• Instructions for the task:
Go through the records and count every line that holds "region". Only the number belongs in the reply.

^^^^^^^^

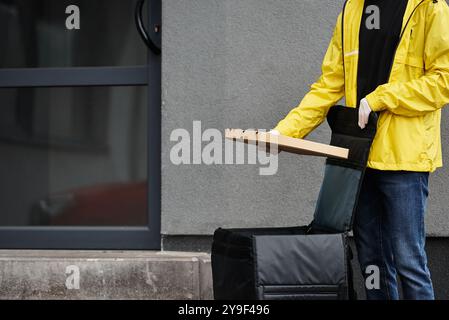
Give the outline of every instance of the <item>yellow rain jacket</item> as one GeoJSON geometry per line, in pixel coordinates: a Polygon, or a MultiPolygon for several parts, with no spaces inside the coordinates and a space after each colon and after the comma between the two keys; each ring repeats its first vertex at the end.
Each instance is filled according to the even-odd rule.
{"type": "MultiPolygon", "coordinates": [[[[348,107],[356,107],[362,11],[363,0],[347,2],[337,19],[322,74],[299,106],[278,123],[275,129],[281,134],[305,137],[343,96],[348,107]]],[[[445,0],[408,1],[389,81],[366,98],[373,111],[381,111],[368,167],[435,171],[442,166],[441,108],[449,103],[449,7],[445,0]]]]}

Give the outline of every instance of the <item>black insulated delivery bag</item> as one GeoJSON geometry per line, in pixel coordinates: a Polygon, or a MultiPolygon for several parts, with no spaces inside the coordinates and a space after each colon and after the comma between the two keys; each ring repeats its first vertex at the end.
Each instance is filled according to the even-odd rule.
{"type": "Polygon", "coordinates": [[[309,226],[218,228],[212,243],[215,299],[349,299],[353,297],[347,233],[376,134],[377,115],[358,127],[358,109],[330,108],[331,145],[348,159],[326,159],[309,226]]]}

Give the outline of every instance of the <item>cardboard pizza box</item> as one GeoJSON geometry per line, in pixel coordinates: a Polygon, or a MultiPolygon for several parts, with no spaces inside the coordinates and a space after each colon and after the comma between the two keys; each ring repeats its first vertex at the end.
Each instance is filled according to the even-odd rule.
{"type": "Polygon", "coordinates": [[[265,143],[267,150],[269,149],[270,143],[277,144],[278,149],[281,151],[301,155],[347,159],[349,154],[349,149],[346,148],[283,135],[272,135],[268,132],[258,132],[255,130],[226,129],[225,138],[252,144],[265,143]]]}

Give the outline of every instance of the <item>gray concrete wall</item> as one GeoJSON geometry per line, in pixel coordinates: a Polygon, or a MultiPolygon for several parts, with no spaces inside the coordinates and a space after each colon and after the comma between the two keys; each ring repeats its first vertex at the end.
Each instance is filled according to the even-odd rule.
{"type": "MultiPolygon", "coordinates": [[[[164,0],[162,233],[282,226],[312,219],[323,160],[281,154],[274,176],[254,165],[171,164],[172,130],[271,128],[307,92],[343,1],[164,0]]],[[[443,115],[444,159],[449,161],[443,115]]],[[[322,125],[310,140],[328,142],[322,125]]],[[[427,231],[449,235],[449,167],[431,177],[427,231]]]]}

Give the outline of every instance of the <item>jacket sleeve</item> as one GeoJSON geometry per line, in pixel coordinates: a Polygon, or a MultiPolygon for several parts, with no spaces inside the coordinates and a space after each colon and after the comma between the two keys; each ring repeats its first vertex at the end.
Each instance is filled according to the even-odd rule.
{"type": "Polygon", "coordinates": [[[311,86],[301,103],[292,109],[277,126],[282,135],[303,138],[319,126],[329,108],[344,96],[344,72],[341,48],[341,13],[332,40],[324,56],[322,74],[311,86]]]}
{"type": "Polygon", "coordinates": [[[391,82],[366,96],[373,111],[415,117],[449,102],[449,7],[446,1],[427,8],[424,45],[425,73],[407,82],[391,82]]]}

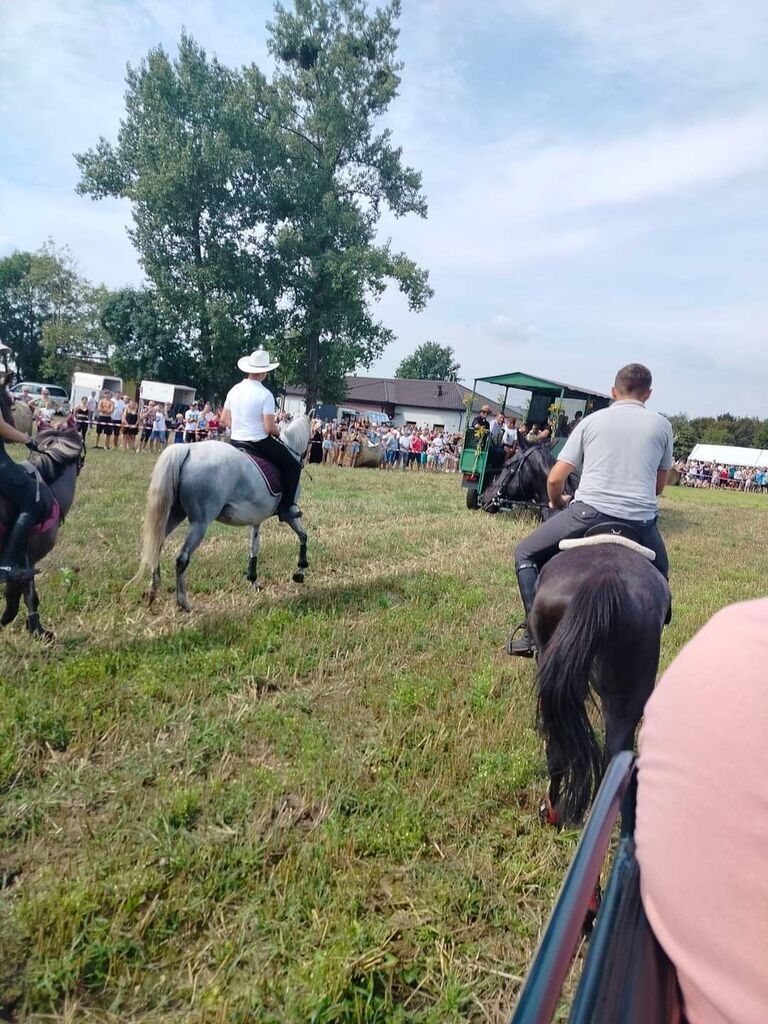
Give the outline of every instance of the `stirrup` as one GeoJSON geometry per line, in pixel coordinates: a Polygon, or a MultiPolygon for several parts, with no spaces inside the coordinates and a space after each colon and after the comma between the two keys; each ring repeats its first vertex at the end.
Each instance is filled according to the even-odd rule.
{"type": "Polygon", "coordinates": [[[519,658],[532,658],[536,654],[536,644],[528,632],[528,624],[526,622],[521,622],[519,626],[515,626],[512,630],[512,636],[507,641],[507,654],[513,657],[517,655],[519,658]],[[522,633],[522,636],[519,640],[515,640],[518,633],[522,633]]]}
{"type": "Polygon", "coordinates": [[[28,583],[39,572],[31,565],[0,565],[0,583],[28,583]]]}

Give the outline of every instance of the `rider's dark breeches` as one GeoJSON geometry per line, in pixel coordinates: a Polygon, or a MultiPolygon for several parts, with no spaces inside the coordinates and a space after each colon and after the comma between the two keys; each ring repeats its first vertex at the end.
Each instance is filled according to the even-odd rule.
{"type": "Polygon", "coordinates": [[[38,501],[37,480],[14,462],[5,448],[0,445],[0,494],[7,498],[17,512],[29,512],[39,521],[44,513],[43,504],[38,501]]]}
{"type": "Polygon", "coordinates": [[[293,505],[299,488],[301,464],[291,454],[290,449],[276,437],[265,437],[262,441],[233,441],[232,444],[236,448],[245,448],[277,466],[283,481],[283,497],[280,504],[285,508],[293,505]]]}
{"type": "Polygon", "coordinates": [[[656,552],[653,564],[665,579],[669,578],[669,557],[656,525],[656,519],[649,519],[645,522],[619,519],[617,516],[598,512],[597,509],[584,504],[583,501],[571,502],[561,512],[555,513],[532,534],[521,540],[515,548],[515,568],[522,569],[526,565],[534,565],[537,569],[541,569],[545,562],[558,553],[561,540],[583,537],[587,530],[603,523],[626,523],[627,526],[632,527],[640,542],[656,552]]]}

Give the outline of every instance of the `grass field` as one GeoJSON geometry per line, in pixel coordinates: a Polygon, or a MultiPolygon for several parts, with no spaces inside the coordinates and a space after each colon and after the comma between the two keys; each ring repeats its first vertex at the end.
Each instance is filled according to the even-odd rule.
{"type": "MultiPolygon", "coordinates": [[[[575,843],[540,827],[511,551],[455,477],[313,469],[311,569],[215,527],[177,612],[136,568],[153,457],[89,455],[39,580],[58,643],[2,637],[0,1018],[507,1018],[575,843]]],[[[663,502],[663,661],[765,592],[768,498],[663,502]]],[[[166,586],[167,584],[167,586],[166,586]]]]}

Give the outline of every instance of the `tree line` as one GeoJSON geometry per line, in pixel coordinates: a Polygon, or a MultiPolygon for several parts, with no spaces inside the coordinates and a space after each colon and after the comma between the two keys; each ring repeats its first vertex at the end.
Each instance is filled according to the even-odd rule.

^^^^^^^^

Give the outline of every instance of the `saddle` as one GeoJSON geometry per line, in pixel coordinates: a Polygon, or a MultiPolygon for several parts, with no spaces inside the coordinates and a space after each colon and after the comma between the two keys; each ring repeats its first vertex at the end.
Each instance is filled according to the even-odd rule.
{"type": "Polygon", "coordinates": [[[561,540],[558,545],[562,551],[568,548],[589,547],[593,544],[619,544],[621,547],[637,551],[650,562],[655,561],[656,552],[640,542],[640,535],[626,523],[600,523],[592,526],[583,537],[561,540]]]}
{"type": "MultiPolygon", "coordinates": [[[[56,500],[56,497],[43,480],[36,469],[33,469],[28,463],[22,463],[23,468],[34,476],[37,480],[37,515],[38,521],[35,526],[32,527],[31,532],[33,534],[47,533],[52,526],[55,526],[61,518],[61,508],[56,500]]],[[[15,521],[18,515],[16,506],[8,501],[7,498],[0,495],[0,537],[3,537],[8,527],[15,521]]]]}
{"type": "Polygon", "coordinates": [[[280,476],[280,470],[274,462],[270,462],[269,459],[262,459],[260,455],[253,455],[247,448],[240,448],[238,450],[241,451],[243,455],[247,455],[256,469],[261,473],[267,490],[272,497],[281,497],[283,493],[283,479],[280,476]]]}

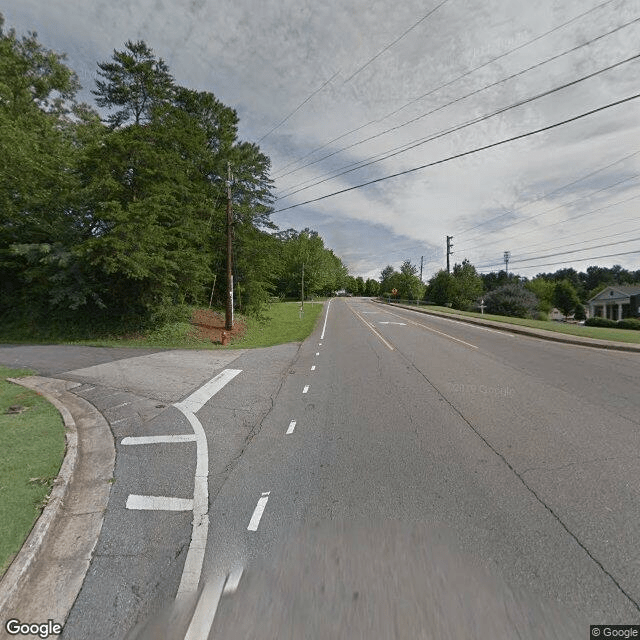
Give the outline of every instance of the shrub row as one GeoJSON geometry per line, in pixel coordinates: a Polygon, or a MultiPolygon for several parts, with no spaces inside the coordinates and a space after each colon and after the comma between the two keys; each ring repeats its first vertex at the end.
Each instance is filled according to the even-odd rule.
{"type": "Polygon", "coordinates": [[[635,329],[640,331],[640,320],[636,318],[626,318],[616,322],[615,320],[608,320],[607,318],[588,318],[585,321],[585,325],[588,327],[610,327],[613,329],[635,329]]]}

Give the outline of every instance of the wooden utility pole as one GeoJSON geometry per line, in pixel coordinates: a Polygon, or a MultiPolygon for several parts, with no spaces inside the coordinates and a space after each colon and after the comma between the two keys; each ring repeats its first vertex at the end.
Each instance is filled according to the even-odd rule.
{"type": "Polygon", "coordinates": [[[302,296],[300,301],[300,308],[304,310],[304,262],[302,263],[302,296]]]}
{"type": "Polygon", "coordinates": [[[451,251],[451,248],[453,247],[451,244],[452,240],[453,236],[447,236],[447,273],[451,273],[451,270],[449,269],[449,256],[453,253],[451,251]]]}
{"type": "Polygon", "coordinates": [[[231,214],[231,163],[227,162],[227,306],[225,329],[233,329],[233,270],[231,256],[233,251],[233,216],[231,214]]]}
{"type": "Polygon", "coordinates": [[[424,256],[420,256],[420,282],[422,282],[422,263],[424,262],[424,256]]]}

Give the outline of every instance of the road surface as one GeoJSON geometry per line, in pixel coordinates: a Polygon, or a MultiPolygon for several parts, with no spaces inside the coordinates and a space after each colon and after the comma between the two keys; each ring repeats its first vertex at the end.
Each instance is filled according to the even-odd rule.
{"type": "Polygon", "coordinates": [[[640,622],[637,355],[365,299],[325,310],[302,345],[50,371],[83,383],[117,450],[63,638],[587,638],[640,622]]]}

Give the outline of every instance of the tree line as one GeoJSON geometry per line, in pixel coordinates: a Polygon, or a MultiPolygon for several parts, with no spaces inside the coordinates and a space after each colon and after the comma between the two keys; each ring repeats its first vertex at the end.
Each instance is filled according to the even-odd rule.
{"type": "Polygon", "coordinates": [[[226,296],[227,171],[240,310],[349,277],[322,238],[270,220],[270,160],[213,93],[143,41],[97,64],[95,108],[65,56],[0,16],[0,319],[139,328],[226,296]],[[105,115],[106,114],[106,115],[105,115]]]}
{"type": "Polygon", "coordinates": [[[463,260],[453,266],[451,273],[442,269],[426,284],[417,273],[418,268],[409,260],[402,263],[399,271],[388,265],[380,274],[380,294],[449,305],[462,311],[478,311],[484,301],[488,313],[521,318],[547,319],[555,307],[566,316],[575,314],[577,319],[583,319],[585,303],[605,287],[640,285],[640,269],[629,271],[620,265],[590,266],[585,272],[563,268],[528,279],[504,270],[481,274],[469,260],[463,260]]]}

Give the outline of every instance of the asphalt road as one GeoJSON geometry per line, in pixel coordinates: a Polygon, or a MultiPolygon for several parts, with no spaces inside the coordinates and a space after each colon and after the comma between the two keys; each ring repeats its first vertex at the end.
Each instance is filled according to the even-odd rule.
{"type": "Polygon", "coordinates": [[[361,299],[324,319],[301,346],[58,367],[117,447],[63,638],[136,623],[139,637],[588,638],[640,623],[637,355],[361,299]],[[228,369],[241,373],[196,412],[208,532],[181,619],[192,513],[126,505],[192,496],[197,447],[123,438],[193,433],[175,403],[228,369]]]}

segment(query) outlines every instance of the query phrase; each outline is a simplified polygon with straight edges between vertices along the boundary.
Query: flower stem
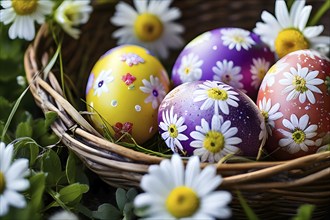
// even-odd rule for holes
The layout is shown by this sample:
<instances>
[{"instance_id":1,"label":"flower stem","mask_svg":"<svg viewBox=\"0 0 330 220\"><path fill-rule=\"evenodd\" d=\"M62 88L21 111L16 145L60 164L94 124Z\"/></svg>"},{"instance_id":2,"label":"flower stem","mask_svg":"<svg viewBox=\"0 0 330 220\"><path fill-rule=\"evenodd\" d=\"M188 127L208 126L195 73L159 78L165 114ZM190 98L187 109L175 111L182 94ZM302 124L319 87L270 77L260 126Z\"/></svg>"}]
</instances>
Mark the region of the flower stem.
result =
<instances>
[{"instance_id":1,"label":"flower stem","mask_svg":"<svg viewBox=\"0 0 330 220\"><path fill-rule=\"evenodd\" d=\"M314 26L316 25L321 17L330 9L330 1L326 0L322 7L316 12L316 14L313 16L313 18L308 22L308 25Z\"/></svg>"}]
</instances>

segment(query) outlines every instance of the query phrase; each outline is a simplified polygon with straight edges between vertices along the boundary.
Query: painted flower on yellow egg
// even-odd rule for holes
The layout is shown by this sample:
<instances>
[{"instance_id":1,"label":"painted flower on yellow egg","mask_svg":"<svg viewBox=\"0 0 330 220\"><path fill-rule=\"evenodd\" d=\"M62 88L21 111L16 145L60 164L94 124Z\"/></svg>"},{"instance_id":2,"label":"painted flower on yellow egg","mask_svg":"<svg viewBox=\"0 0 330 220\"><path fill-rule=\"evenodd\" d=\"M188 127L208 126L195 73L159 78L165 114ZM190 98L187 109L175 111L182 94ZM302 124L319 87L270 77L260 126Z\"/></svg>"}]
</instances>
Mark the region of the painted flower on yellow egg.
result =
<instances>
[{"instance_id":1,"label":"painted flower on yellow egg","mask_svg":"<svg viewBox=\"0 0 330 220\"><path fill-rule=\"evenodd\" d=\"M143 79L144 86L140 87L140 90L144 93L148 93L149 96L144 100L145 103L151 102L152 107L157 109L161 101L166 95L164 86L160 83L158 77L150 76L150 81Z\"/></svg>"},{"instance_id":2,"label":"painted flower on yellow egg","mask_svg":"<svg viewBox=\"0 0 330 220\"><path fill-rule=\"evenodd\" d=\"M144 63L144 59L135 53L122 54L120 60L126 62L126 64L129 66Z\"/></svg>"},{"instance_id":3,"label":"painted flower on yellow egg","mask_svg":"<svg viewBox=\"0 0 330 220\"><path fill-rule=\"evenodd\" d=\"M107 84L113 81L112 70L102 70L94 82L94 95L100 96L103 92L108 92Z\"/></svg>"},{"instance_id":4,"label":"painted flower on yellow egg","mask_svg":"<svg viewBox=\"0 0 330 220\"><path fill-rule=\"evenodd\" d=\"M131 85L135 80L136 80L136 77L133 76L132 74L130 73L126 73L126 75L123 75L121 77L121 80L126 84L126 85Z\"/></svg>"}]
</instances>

^^^^^^^^

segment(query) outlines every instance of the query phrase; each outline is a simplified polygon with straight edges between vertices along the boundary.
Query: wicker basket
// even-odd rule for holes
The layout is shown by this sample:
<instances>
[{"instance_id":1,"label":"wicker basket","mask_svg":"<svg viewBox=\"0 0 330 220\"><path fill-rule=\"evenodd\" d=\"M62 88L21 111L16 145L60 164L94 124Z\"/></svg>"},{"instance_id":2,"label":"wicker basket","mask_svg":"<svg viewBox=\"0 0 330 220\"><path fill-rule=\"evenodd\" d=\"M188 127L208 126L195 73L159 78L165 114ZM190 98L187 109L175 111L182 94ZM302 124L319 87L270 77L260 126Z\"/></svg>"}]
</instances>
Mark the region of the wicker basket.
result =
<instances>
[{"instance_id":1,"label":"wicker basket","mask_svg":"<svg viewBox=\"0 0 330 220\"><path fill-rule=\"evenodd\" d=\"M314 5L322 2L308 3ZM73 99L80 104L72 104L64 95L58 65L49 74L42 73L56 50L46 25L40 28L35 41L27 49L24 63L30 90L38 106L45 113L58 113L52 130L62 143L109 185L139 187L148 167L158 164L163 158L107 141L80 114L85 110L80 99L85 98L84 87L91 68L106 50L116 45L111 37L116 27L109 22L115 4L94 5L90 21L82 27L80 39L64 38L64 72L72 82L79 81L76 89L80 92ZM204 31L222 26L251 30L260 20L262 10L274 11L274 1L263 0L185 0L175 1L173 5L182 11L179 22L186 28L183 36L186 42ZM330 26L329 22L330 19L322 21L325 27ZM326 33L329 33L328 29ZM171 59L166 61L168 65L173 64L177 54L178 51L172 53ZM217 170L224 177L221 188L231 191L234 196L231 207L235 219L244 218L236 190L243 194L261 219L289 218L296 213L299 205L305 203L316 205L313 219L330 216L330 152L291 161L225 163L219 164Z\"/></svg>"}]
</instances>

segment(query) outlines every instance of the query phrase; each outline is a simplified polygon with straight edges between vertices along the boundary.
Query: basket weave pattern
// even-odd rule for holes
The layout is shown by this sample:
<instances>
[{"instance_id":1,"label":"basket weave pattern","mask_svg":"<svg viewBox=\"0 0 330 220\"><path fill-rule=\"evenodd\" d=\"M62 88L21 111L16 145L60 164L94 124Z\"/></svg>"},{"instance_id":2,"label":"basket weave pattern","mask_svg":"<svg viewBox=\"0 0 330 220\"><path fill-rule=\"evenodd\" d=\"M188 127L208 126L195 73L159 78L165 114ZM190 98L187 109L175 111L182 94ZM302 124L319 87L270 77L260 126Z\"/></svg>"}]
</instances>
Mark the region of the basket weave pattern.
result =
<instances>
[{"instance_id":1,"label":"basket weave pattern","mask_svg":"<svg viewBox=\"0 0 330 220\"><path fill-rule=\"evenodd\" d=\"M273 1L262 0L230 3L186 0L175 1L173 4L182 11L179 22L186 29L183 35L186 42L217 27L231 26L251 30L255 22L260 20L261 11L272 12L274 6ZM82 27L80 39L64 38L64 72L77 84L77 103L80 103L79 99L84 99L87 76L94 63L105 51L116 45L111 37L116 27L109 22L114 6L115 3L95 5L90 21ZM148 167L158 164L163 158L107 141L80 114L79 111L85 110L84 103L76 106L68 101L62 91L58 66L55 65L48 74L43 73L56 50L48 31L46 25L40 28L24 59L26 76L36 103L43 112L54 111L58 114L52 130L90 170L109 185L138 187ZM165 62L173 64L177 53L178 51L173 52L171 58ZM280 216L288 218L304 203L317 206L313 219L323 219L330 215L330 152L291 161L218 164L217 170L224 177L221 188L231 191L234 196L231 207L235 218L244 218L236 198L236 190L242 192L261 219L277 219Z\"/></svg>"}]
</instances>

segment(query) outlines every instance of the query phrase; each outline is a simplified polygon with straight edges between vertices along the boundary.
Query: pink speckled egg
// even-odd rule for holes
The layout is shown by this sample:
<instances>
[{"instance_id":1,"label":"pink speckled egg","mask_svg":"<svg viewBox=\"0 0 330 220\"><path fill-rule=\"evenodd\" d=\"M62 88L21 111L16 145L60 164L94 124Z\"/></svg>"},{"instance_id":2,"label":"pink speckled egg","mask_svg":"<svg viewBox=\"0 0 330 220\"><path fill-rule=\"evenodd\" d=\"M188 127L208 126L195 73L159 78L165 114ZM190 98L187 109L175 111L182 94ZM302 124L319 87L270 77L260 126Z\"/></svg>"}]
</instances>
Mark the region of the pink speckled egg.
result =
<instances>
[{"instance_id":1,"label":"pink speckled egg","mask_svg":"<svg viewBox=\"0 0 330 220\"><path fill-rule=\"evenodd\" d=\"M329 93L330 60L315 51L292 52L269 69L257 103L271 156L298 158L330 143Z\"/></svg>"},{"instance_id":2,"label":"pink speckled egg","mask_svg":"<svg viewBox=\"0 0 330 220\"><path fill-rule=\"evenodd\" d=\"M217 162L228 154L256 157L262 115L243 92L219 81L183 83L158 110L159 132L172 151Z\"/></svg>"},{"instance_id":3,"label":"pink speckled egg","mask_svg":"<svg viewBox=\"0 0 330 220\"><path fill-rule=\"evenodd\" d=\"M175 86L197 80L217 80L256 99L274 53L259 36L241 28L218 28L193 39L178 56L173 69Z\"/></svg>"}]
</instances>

^^^^^^^^

• Solution:
5